* _Given problem A_: In the Cranford article, condense the paragraph beginning "The railroad has reared its ugly head" into a shorter version that keeps its main facts.
* _Given problem B_:
Answer these questions from the Cranford article, one per line:
(i) About how many viewers did the British series draw in England?
(ii) In what year does the sequel pick up?
(iii) What did Dench have made of Eileen Atkins?
* _Given problem C_: From the Cranford article, reproduce everything from "The railroad has" down to "and bonnet again.".

>> start Text section

Dench recalls the bird wasn’t available to dub in some chirps the microphone didn’t pick up during the production on the two-part drama.


“I said I was in the scene and I knew exactly what he said that day,” she says, laughing. “I mean I said it half-jokingly. But I did get to play him. I don’t know he feels about it, but I liked it!”


Two years ago, “Masterpiece Classic” scored a critical and audience hit with “Cranford,” which was based on the novellas, short stories and essays of Elizabeth Gaskell, a contemporary of Charlotte and Emily Bronte.


The British series, which drew about 8 million viewers in England, examined the everyday lives of the inhabitants of a small Cheshire town in England in the early 1840s.


The sequel picks up in 1844, a year after the original ended. Miss Matty is still mourning the loss two years earlier of her beloved, but taciturn, older sister Deborah (Eileen Atkins).


The railroad has reared its ugly head, though the tracks stopped about five miles from the town. The wealthy widower Mr. Buxton (Jonathan Pryce) has returned to town with his handsome son William (Tom Hiddleston) and his niece (Michelle Dockery).


Wearing her heart on her sleeve, Matty takes Peggy (Jodie Wittaker), who lives in the country with her domineering mother and sleazy older brother, under her wing and plays matchmaker between the young woman and William.


Dench says it was lovely to step into Miss Matty’s shoes and bonnet again.


“It was also sad to leave some people behind,” she explains. “Eileen Atkins was killed off in the first one. But I had a life size cutout of her made so she was there, metaphorically speaking.”


“Masterpiece Classic” executive producer Rebecca Eaton believes there are several reasons why the “Cranford” stories have struck a chord with audiences on both sides of the Atlantic.


“I think it’s the impeccable production values and impeccable performers,” she says. “You just want to watch these actors working their magic.”


But also it is the remembrance of things past. “I think we are losing community every day,” Eaton says.


“I think people are desperately trying to make a community, whether it be your Facebook community or Twitter community, or your book club. We are trying to get something back. I think people have a hunger for community in the sense of being in it together and taking care of each other, and, without invitation or occasion, showing up for each other.”


Dench says she feels lucky to live in a village where there is a sense of community. “Still, it’s not the usual thing to have people looking out for other people and seeing if they are all right. It’s about real people.”


Director Simon Curtis found working on both series to be very much a community experience in its own right. “I was directing a community from tiny babies to the most senior members of the profession,” he says. “I was directing the whole of British equity in a way!”

>> end Text section
>> start Data listing

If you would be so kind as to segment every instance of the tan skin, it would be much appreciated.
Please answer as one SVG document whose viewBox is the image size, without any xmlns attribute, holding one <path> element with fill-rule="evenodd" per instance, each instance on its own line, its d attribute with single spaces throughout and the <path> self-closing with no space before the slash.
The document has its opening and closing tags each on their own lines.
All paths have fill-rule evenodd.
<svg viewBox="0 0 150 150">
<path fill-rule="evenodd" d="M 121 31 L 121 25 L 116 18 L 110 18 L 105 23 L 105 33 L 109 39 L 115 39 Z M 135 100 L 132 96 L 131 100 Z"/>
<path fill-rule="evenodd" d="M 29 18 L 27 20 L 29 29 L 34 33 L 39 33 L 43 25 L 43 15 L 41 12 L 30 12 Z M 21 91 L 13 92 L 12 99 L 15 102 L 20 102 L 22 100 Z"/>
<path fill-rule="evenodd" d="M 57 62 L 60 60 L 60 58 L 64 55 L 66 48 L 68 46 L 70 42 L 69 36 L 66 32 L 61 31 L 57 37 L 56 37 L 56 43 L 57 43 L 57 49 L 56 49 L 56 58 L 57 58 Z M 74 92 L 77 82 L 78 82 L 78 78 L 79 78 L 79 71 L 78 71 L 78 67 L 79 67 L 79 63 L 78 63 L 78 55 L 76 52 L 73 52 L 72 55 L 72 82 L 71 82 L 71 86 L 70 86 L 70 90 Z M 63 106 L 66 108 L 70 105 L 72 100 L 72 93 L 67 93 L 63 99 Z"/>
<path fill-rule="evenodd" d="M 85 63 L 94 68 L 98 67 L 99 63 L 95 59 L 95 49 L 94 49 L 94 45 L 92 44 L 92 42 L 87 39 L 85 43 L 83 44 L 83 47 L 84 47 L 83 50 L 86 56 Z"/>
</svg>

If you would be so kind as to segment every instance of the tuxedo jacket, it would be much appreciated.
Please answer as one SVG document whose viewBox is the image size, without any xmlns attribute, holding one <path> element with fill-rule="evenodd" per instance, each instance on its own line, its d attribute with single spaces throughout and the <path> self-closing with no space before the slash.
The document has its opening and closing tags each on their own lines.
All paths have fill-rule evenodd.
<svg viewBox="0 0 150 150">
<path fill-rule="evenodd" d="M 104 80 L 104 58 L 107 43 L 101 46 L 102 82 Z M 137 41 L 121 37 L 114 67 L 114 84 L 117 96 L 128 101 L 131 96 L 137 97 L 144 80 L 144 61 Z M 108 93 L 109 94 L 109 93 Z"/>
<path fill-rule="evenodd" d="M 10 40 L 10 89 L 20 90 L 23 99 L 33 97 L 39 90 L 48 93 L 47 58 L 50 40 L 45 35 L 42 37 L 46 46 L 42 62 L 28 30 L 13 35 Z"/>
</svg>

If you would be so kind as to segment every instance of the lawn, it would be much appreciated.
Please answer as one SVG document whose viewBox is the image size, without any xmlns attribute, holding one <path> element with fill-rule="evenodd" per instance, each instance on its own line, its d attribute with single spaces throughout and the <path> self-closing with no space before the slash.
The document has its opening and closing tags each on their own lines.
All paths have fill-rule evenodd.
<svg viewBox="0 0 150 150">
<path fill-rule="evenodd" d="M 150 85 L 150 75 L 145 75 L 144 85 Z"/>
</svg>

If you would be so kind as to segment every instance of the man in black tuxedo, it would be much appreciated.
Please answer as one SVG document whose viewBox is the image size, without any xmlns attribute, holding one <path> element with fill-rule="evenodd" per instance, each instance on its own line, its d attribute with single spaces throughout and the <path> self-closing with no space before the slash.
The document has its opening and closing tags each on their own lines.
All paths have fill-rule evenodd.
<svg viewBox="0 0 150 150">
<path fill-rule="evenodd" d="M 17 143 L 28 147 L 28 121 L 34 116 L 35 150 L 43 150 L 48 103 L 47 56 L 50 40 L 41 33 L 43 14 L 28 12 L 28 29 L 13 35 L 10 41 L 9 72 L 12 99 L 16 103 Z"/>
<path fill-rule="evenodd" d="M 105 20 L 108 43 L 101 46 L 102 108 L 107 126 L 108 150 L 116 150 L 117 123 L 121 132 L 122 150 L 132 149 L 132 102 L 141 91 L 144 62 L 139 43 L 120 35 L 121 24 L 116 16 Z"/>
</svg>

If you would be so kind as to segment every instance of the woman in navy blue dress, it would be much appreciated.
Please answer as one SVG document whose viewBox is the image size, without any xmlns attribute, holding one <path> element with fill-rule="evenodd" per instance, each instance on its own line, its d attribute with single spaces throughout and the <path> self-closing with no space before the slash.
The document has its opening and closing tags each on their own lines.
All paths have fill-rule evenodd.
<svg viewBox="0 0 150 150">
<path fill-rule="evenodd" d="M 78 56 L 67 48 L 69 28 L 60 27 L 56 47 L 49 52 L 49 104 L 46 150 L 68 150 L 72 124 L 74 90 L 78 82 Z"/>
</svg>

>> end Data listing

* _Right answer A_: The railroad has arrived, though its tracks stop about five miles from town. Mr. Buxton (Jonathan Pryce), a wealthy widower, has returned with his son William (Tom Hiddleston) and his niece (Michelle Dockery).

* _Right answer B_:
(i) About 8 million
(ii) 1844
(iii) A life size cutout

* _Right answer C_:
The railroad has reared its ugly head, though the tracks stopped about five miles from the town. The wealthy widower Mr. Buxton (Jonathan Pryce) has returned to town with his handsome son William (Tom Hiddleston) and his niece (Michelle Dockery).


Wearing her heart on her sleeve, Matty takes Peggy (Jodie Wittaker), who lives in the country with her domineering mother and sleazy older brother, under her wing and plays matchmaker between the young woman and William.


Dench says it was lovely to step into Miss Matty’s shoes and bonnet again.